:: Records supplied ::
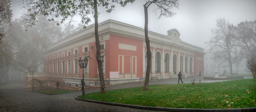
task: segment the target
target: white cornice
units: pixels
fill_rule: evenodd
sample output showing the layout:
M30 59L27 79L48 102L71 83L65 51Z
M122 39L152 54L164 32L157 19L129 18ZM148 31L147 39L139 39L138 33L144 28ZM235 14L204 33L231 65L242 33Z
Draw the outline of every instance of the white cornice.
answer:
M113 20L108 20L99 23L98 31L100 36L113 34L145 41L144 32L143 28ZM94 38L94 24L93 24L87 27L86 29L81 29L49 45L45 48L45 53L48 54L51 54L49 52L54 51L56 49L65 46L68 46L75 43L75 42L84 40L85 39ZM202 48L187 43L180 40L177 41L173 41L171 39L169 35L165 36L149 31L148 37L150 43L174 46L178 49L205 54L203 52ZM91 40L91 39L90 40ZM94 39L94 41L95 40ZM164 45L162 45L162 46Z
:::
:: Records supplied ::
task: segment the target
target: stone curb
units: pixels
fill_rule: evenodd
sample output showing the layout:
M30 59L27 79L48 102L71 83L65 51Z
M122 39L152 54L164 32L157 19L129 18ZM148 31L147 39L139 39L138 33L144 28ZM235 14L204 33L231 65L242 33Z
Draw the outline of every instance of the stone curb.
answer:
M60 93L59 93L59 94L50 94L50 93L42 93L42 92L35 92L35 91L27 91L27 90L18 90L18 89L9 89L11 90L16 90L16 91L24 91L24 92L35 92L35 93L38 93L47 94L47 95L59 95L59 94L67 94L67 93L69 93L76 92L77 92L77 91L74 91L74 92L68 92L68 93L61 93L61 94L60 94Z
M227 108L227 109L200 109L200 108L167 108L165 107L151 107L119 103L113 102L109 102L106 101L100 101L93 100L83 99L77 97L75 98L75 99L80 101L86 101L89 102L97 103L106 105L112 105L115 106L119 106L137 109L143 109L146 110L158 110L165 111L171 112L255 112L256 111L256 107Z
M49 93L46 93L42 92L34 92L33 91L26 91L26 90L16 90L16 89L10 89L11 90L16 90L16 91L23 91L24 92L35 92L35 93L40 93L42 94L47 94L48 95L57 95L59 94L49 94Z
:::
:: Records supplied ::
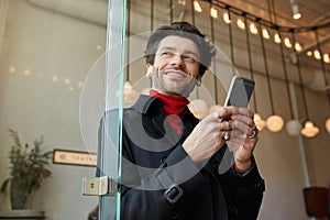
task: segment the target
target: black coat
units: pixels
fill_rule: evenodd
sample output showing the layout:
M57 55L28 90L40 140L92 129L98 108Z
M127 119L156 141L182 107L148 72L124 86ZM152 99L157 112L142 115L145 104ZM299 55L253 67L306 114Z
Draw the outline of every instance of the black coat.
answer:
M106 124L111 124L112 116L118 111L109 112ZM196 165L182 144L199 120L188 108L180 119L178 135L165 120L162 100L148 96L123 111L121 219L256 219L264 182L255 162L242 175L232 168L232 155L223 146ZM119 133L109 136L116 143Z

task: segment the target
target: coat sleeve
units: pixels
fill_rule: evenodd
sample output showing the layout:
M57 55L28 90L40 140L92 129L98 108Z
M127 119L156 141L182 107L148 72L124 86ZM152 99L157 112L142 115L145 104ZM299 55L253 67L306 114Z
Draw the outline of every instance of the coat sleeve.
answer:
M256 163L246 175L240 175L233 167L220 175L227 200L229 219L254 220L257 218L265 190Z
:::
- [Task objective] Identify every line of the listing above that contains the word "instance", treating uppercase and lowercase as different, and copy each of those lines.

- [The result]
Draw the outline of every instance of the white cornice.
Draw the outline of every instance of the stone curb.
Draw the outline of every instance of the black coat.
Draw the outline of every instance of the coat sleeve.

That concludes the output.